▶ _RECORDS SHOWN_:
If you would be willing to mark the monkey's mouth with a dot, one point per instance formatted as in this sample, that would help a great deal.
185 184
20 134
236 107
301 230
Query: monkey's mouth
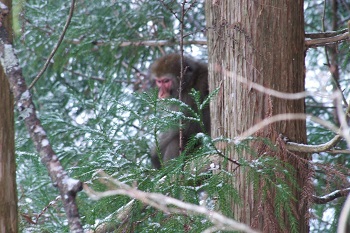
163 94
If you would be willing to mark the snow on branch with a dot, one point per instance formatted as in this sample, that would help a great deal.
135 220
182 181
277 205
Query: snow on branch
326 38
67 186
168 205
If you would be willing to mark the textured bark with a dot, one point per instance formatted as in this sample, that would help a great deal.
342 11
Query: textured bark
8 194
263 42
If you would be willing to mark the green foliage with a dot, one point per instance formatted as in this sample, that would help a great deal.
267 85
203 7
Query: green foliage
99 112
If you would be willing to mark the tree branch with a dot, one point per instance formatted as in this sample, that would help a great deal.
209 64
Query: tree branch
292 146
326 41
67 186
70 15
168 204
331 196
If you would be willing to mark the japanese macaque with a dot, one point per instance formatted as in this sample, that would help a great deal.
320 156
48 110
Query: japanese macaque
166 73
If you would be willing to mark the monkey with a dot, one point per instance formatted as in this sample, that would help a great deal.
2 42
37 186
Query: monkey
166 72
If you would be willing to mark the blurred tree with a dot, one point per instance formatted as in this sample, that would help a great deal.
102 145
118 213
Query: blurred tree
100 111
8 193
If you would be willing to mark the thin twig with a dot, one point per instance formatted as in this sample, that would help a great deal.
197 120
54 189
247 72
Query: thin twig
70 15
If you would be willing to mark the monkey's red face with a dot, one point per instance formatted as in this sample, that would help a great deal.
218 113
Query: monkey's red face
165 86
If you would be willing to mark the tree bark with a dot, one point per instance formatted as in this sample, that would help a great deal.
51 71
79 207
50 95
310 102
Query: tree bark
262 42
8 193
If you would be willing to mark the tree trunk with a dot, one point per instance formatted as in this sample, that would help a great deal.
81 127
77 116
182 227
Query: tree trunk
8 194
262 42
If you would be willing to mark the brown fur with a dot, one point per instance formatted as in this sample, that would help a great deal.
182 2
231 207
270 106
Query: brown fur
195 76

▶ _WORK INSTRUCTIONS_: Turn the lines above into a numbered list, skipping any blank lines and leaving out the pictures.

▶ _OUTPUT_:
1. If you would be willing to mark the monkey's mouth with a dot, one point per instance formatted as in this sample, that would help a great deal.
2. 185 184
3. 20 134
4. 236 107
5. 301 230
6. Query: monkey's mouth
7. 163 94
8. If you would be willing to mark the snow on branch with a dot, one point per instance formatted as in this sample, that would help a great deal.
9. 135 220
10. 182 181
11. 277 205
12. Query: snow on branch
13. 326 38
14. 67 186
15. 168 205
16. If you would be willing to mark the textured bark with a dot, one point per instance formatted as in this sample, that would help a great deal.
17. 342 11
18. Query: textured bark
19. 8 194
20. 263 42
21. If you would be willing to mark the green foliage with a dot, one point per instance formatted as in this sample, that would help a great deal.
22. 267 85
23. 203 7
24. Query: green foliage
25. 99 112
26. If you would be willing to mark the tree branch with a dot, one point per instance formatted as in this sample, that would help a great deal.
27. 209 64
28. Query: tree branch
29. 292 146
30. 326 41
31. 67 186
32. 70 15
33. 168 204
34. 331 196
35. If you would be willing to mark the japanese macaque with a dot, one point per instance formatted as in this sample, that would help a great deal.
36. 320 156
37. 48 110
38. Query: japanese macaque
39. 166 73
40. If you would be willing to mark the monkey with a dot, one point per instance formatted as in this sample, that would help a great deal.
41. 2 42
42. 37 186
43. Query: monkey
44. 166 72
45. If you would be willing to mark the blurred tree with a dot, one point per instance formatted as in this sample, that would help a great deal.
46. 102 145
47. 118 213
48. Query: blurred tree
49. 100 111
50. 8 193
51. If you would be willing to mark the thin twig with a dot, one point per instance formatted as in this sample, that would help a great deal.
52. 197 120
53. 54 189
54. 247 72
55. Query: thin twig
56. 70 15
57. If you would be willing to mark the monkey's red face with a dot, one point per instance formatted as in this sample, that would help a great deal.
58. 218 113
59. Query: monkey's red face
60. 165 86
61. If you would be willing to mark the tree bark with a dot, one point per instance formatted as in this sample, that would help a great deal.
62. 51 71
63. 79 207
64. 50 95
65. 310 102
66. Query: tree bark
67. 262 42
68. 8 193
69. If you would be willing to mark the tree trunk with a dot, one point per instance formatted as in this sample, that would help a great deal.
70. 81 127
71. 77 116
72. 182 227
73. Query: tree trunk
74. 8 194
75. 262 42
76. If you would be willing to mark the brown fur with a dot, one point per instance formatted as in this sample, that would help a great deal.
77. 182 2
78. 231 207
79. 270 106
80. Query: brown fur
81. 195 76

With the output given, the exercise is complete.